[start]

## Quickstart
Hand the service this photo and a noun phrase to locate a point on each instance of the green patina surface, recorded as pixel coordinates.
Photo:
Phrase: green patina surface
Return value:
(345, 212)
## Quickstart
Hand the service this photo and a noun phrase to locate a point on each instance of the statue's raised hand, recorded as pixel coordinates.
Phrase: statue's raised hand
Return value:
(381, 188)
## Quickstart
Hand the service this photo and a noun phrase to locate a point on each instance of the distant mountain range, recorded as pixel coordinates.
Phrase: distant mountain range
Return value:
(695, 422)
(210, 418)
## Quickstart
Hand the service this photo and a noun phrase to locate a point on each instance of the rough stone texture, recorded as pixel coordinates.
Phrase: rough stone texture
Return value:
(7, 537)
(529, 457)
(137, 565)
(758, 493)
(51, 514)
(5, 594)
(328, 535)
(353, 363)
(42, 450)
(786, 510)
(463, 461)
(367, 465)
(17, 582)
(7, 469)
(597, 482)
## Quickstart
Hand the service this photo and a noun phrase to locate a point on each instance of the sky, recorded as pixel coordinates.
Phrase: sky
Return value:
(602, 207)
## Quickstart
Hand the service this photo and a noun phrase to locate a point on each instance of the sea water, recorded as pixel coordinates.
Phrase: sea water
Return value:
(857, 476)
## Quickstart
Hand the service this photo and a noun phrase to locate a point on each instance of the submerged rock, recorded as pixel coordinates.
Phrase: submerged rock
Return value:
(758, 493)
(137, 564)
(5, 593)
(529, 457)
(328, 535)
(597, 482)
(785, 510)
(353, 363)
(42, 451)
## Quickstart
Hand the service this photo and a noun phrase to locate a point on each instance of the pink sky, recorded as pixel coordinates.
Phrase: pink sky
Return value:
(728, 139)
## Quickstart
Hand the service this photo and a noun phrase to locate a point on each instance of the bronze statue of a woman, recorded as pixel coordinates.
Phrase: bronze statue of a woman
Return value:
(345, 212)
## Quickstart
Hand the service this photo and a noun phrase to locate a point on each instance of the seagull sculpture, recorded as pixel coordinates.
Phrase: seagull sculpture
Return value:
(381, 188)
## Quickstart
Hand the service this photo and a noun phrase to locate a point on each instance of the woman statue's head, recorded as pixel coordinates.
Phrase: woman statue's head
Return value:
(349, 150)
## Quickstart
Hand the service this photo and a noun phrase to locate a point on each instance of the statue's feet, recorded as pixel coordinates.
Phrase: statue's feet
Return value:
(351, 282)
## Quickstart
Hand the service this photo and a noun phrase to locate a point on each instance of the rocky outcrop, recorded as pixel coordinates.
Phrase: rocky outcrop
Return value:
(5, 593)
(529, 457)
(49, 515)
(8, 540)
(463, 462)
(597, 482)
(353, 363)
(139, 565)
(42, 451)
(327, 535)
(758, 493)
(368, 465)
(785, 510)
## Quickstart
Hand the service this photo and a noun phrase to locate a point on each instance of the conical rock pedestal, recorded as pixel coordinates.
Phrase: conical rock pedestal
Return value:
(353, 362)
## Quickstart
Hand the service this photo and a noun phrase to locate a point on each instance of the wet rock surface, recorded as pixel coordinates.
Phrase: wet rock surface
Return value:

[end]

_What to do_. All of the entries must be written out exactly as they stand.

_Output_.
## Quickstart
Hand the service this photo and a noun phrase to locate a point on each instance of the green patina surface, recorded as pixel coordinates.
Photo:
Phrase: green patina surface
Return value:
(345, 212)
## Quickstart
Hand the service this photo and a noun phrase to locate a point on each instance of the statue's raised hand, recorded as pixel coordinates.
Phrase: statue's raised hand
Return value:
(381, 188)
## Quickstart
Hand the service this photo and a noun phrase to locate a point on each instance of the distant mountain range, recorded as pixel coordinates.
Phrase: distant mountain range
Return value:
(695, 422)
(210, 418)
## Quickstart
Hand the service this photo and a noun phrase to locate a point on each instance of the rough stone texture, recorded as pixel coordinates.
Phrase: rough stone texture
Return value:
(7, 537)
(529, 457)
(137, 565)
(758, 493)
(51, 514)
(5, 594)
(328, 535)
(353, 363)
(42, 450)
(786, 510)
(463, 461)
(367, 465)
(17, 582)
(7, 469)
(597, 482)
## Quickstart
Hand the service this photo and a noun phrase to locate a point on each instance of the sky, recorded as pixel coordinates.
Phrase: sky
Return value:
(602, 207)
## Quickstart
Hand the service this photo and a noun phrase to locate a point on each instance of the sea water, recorded as pixel coordinates.
Phrase: sea water
Return value:
(857, 476)
## Quickstart
Hand the service this photo and a noun phrase to locate a point on each instance of the submerged rock, recorded as pixel coordinates.
Phrase: submerged rock
Return value:
(758, 493)
(137, 564)
(5, 593)
(529, 457)
(328, 535)
(597, 482)
(785, 510)
(353, 363)
(42, 451)
## Quickstart
Hand the service this photo and a noun phrase to locate a point on each instance of the pink sky, recorded as pixel coordinates.
Phrase: pink sky
Return value:
(728, 139)
## Quickstart
Hand the service this photo and a noun phrase to locate a point on each instance of the bronze statue of a woman, recorded as pixel coordinates.
Phrase: bronze statue of a woman
Return value:
(345, 212)
## Quickstart
Hand the service this photo and a noun phrase to locate a point on each instance of the seagull sculpture, recorded as pixel coordinates.
Phrase: seagull sculpture
Return value:
(381, 188)
## Quickstart
Hand the service this photo and a noun phrase to locate a point on each instance of the woman statue's head, recorded as pixel coordinates.
Phrase: woman statue's head
Return value:
(349, 150)
## Quickstart
Hand the service this photo and a noun phrase to locate a point on each instance of the statue's feet, recorded as pixel coordinates.
Phrase: statue's feet
Return value:
(351, 282)
## Quickstart
Hand the service this photo and a noun phrase to locate a point on each instance of the rocky outcrop, recorded as pixel coordinates.
Phrase: rocky outcrop
Return value:
(5, 593)
(529, 457)
(49, 515)
(8, 540)
(463, 462)
(597, 482)
(353, 363)
(139, 565)
(42, 451)
(327, 535)
(758, 493)
(368, 465)
(785, 510)
## Quickstart
Hand the service this photo and a noun phrase to locate a point on each instance of the conical rock pedestal, recorded as pixel coordinates.
Phrase: conical rock pedestal
Return value:
(353, 362)
## Quickstart
Hand the service this photo and a noun phrase to locate a point on each instance of the wet rock surface, recorded as pixel coordinates.
Phrase: wet rock surface
Return value:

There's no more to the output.